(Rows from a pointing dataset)
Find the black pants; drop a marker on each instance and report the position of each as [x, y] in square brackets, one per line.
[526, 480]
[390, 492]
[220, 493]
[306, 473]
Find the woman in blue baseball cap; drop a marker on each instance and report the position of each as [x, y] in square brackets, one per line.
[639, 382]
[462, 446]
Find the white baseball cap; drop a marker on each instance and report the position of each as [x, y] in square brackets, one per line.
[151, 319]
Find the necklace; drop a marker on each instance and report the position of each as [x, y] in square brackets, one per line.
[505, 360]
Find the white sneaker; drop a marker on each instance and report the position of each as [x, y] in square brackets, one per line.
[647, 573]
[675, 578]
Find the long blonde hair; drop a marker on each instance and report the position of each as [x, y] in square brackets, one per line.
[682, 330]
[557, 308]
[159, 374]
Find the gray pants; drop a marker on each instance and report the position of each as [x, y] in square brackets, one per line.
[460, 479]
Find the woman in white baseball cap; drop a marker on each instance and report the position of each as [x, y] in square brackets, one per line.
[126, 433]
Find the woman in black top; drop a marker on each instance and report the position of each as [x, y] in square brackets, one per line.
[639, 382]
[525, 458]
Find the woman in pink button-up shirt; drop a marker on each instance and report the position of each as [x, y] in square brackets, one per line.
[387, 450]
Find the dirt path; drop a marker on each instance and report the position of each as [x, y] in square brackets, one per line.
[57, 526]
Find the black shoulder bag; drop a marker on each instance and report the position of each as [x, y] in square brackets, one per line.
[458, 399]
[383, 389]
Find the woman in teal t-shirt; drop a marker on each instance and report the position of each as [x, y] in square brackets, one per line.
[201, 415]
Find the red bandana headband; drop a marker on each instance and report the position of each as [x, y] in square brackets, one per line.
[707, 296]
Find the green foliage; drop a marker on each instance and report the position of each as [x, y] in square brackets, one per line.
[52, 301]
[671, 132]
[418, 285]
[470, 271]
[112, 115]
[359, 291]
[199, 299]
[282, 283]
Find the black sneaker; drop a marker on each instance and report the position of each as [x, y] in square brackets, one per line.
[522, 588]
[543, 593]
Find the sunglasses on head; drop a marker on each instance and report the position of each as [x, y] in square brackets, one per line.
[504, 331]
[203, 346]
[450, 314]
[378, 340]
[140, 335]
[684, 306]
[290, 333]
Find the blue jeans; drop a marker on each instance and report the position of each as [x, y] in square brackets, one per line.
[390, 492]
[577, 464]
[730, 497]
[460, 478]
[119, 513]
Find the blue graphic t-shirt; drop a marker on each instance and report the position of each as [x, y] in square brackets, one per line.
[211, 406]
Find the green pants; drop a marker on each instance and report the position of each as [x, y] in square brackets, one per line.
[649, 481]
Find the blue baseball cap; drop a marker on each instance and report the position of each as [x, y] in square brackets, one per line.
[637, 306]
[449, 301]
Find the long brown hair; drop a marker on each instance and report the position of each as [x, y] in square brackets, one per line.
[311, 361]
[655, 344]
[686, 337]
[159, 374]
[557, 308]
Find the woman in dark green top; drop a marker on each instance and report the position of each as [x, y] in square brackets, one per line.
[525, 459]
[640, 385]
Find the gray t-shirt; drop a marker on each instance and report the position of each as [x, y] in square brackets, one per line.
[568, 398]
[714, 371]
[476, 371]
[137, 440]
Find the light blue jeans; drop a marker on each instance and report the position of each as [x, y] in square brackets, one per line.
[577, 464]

→ **What is needed**
Each record above should be repeated exactly as it appears.

→ **Answer for the task**
Find the black pants; drop a marker on each instance and report the position of each as [x, y] in square brackets, one per line.
[526, 480]
[390, 492]
[220, 493]
[306, 473]
Find the woman in blue baseball cap; drop a marker on each instance and report the position of each as [x, y] in square brackets, one per line.
[639, 382]
[462, 446]
Find the white baseball cap; drop a marker on each instance and report the position of each as [x, y] in square brackets, one per line.
[151, 319]
Find the necklace; drop a marker on each instance and report the position of each as [x, y] in square brackets, one per line.
[505, 360]
Find the white sneaker; drop a marker on each instance and report the position of each as [x, y] in square brackets, one per line.
[647, 573]
[675, 578]
Find the long blonde hair; drop a marker on each instance and report the position of each as [x, y] in square brackets, one per line.
[682, 330]
[557, 308]
[159, 374]
Find the gray pants; drop a marker on each instance and report the position of each as [x, y] in square brackets, one per line.
[460, 479]
Find the woman in white baseball cap; drop a marker on each instance and report the position of each as [x, y] in square brackets, one per line.
[126, 433]
Find the woman in black top; drop a marker on each instance and report the position of each as [x, y] in square brackets, one per line.
[639, 382]
[525, 458]
Find the woman in pink button-up shirt; drop a marker on each instance and report the position of each as [x, y] in square brackets, one per line.
[387, 450]
Find the dirt path; drop a marker on each instance and report the position of each as [x, y] in square brackets, one per line.
[57, 526]
Find the black shoulder bag; drop a marker on each instance and report the position of each as [x, y] in square brackets, one per line.
[458, 399]
[383, 389]
Find the woman in teal t-shirt; drop a marker on each instance and report the position of each as [x, y] in square brackets, one per line.
[201, 415]
Find the red bandana headband; drop a marker on each instance and report the position of each as [x, y] in square brackets, one per line.
[707, 296]
Find the green foliage; drop a marker on each instance and report the position of each as [x, y] in square brackets, one per line.
[52, 301]
[671, 132]
[418, 285]
[470, 271]
[112, 115]
[359, 291]
[199, 299]
[282, 283]
Find the black sneaker; drop a marker on each instance and report the position of each as [x, y] in square brackets, one per line.
[522, 588]
[543, 593]
Find the sunglasses on head; drop a marker on each instance and report the position of each as [x, y] in square brackets, one per line.
[504, 331]
[203, 346]
[450, 314]
[378, 340]
[140, 335]
[684, 306]
[290, 333]
Find the blue jeans; drop a marker on each instance and report the position of each as [x, y] in square brackets, one per line.
[390, 492]
[577, 464]
[730, 497]
[460, 478]
[119, 513]
Find the blue graphic t-shirt; drop a marker on each instance and report the position of each as [x, y] in square brackets, one per line.
[211, 406]
Find the green pants; drop a marker on each instance and report the position of each as [x, y] in square brackets, one per line.
[649, 481]
Find the blue baseball cap; drop a marker on each instance and report the position of each as [x, y] in square brackets, one per line.
[637, 306]
[449, 301]
Find the long brown hair; drop a marker on each instance and report the position of each as [x, y] in square brackets, one per line.
[311, 361]
[655, 344]
[686, 337]
[159, 374]
[557, 308]
Find the woman in dark green top; drop a marker on each instance and report the position of each as [x, y] in square brackets, one per line.
[525, 459]
[640, 385]
Find the gray t-shirt; drop a marker on each instance and report the position of each as [x, y] in square brackets, one per line.
[568, 398]
[714, 371]
[476, 371]
[137, 440]
Find the light blue jeans; drop a marker on each instance and report the position of each as [x, y] in square brackets, one per line.
[577, 464]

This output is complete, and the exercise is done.